■ Problem statement
Scan the lines below and report each one containing "building" by copying it.
══════════════════════════════
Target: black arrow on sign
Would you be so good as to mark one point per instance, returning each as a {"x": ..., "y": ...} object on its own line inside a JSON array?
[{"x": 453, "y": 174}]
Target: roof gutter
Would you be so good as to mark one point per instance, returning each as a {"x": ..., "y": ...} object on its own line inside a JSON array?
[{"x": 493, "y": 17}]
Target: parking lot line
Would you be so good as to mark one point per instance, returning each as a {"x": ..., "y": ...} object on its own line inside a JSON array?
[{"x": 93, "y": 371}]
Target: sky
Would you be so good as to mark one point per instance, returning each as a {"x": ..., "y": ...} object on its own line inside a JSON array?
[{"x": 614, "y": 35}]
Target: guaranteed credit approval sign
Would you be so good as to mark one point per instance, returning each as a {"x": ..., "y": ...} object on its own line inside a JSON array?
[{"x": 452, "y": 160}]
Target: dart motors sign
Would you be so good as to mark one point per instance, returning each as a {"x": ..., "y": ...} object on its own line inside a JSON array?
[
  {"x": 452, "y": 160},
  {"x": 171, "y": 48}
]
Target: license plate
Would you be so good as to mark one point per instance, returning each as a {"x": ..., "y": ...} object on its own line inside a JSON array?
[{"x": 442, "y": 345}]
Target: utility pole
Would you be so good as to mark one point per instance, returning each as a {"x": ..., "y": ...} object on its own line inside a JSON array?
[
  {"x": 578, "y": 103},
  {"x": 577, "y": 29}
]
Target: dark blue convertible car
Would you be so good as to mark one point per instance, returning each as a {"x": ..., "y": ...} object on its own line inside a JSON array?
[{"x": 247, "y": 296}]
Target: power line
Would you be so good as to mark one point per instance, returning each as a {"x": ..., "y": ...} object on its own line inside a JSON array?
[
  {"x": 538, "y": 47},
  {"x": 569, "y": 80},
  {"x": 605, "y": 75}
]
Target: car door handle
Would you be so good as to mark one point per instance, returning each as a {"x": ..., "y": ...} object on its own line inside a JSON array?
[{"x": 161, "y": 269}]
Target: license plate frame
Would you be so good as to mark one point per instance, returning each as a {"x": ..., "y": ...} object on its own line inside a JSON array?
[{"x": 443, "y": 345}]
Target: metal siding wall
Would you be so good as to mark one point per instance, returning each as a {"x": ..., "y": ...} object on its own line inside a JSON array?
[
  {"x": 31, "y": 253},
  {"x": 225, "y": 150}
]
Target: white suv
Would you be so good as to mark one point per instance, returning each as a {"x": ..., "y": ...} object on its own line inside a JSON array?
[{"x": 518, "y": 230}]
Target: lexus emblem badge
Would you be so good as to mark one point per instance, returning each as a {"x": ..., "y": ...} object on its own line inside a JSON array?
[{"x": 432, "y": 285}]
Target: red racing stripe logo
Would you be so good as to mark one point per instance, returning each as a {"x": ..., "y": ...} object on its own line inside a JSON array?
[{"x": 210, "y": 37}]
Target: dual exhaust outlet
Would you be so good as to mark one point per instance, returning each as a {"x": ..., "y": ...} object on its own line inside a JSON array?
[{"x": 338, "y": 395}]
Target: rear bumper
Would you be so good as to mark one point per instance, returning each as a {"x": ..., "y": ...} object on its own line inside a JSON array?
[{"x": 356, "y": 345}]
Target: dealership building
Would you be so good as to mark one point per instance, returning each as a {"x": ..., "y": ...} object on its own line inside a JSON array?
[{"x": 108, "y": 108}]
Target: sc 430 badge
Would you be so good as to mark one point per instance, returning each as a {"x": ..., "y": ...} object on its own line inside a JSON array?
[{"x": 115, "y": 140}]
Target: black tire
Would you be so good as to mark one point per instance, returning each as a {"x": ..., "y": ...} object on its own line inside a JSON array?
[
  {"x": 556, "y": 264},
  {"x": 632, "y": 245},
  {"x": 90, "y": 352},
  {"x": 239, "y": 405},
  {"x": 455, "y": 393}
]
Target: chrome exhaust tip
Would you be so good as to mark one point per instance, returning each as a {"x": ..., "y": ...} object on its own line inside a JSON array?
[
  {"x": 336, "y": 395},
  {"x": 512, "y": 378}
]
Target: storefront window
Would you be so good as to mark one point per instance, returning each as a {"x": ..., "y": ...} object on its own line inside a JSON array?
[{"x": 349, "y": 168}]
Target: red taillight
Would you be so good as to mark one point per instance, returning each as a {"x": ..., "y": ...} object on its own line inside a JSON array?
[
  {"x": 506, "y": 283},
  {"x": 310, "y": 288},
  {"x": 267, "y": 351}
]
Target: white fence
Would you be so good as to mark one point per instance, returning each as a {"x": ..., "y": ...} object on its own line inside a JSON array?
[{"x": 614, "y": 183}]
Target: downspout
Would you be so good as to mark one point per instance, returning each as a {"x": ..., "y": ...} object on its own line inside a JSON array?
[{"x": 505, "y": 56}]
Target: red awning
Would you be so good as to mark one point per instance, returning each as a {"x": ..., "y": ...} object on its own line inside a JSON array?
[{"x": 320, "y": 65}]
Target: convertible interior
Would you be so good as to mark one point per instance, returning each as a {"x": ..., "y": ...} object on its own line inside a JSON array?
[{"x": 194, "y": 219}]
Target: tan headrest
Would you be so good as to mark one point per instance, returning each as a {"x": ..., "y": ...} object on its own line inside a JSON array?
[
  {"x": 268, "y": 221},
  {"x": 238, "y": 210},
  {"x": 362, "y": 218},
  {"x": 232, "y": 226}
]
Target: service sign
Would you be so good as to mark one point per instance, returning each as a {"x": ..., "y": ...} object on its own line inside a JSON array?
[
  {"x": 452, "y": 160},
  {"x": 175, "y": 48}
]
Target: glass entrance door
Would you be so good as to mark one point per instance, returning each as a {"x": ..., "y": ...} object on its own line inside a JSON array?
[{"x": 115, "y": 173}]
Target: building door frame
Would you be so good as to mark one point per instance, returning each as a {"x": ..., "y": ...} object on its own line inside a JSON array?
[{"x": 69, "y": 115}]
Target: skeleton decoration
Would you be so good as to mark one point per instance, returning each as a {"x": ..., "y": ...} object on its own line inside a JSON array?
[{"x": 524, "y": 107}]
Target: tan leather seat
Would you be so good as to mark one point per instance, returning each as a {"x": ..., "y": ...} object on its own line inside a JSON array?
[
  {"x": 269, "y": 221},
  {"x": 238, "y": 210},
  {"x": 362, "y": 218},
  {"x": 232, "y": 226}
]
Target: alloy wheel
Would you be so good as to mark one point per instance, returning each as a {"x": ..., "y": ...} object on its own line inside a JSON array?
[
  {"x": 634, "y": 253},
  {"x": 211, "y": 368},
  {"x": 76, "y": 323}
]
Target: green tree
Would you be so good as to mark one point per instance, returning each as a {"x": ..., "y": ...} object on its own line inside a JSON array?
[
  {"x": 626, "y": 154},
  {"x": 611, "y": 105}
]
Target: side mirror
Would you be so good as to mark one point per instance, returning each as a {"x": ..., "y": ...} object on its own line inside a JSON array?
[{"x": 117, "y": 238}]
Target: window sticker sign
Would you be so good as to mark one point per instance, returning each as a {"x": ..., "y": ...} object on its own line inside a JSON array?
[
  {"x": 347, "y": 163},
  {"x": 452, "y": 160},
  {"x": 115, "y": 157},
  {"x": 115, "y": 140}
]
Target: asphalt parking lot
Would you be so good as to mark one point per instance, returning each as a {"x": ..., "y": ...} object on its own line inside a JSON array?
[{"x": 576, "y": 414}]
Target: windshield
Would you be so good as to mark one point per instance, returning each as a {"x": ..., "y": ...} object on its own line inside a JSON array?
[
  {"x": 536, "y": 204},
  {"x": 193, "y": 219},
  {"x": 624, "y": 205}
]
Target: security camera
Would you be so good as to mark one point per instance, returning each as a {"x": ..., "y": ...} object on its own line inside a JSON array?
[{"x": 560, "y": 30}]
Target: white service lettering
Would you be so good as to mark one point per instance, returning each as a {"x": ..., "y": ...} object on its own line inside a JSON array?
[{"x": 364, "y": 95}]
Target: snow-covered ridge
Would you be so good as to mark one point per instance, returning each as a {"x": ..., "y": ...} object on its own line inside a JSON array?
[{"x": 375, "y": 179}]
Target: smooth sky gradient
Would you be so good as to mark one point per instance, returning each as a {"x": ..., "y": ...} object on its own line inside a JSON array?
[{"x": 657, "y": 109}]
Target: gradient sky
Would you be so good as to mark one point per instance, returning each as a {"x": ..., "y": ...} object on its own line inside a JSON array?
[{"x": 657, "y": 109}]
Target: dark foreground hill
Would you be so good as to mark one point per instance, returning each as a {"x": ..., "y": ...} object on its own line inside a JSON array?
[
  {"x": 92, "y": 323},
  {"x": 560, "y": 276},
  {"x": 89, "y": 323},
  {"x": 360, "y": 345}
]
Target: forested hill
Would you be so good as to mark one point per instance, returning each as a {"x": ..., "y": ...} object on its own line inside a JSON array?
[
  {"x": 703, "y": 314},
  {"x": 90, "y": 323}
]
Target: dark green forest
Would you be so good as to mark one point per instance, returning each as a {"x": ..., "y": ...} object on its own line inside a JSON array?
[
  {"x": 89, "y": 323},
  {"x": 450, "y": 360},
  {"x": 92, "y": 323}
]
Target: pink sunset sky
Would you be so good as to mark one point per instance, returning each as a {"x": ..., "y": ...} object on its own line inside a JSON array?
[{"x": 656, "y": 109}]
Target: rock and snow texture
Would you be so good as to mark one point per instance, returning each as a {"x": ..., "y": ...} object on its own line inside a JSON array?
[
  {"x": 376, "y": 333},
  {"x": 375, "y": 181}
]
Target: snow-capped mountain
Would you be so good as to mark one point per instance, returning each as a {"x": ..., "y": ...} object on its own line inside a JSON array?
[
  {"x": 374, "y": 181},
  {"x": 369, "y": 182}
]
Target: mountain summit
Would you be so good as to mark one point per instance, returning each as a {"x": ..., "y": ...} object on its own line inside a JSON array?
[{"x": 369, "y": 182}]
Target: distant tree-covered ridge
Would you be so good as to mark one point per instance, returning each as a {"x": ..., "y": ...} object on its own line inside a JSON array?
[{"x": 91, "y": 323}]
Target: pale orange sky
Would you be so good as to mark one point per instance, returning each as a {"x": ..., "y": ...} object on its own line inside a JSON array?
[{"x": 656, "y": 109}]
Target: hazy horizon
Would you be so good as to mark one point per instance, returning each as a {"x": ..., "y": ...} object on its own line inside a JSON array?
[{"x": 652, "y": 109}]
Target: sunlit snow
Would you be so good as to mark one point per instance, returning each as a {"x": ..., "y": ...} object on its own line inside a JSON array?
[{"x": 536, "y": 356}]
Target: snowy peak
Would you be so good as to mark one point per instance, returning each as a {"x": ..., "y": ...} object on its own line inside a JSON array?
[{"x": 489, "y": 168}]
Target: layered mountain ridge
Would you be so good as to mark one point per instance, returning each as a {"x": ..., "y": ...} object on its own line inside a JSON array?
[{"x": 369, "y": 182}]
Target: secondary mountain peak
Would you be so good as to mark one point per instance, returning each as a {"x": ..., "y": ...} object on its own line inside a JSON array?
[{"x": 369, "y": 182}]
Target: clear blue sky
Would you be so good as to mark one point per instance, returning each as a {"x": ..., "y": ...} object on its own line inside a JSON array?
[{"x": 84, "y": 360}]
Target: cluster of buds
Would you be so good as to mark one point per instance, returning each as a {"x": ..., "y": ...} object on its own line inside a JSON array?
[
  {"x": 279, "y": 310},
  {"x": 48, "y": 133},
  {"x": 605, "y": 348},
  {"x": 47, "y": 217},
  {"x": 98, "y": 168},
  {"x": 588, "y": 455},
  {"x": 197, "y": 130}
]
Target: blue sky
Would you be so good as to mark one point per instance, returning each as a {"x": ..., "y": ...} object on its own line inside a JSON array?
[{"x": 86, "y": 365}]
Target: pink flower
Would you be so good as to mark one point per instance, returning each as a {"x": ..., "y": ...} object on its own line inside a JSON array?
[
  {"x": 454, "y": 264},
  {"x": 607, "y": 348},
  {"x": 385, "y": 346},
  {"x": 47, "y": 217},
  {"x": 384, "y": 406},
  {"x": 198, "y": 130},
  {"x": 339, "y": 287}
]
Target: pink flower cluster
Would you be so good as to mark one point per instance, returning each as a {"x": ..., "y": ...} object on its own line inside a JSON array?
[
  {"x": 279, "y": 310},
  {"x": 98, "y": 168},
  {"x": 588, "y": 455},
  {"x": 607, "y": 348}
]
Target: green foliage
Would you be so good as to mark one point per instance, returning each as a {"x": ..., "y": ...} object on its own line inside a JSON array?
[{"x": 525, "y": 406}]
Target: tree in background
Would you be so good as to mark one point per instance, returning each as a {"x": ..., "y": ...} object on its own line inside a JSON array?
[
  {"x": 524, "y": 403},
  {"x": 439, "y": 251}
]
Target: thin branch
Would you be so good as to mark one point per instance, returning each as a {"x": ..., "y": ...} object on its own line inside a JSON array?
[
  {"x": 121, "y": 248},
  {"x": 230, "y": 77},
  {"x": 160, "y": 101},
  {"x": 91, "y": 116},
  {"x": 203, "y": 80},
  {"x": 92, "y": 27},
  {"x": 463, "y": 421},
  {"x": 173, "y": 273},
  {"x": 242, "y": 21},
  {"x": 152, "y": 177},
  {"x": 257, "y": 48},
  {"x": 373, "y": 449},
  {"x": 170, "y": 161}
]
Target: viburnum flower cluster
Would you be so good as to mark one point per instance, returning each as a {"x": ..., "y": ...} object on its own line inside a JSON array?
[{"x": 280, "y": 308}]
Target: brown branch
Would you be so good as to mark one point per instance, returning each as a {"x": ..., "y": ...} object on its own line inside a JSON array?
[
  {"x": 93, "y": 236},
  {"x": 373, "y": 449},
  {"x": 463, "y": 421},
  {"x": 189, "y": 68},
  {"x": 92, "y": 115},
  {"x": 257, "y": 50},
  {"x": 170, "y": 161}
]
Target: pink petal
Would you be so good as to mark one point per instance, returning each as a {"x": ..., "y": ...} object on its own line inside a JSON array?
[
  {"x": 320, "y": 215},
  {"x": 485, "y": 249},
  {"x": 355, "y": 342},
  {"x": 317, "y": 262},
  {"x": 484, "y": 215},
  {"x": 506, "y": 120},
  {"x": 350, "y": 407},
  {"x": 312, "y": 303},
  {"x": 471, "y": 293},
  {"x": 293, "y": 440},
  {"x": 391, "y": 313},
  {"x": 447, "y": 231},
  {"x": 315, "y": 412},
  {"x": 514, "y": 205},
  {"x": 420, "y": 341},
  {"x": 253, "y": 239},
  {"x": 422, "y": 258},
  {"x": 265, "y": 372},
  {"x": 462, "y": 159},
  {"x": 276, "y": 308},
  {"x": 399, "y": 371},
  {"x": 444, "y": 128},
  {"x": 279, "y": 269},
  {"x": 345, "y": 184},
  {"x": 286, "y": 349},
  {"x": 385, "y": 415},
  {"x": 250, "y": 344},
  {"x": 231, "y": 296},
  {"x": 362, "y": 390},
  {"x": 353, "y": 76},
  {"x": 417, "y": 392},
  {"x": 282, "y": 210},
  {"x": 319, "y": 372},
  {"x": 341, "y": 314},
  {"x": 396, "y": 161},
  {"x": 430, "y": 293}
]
══════════════════════════════
■ Result of the exercise
Target: dealership building
Target: building door frame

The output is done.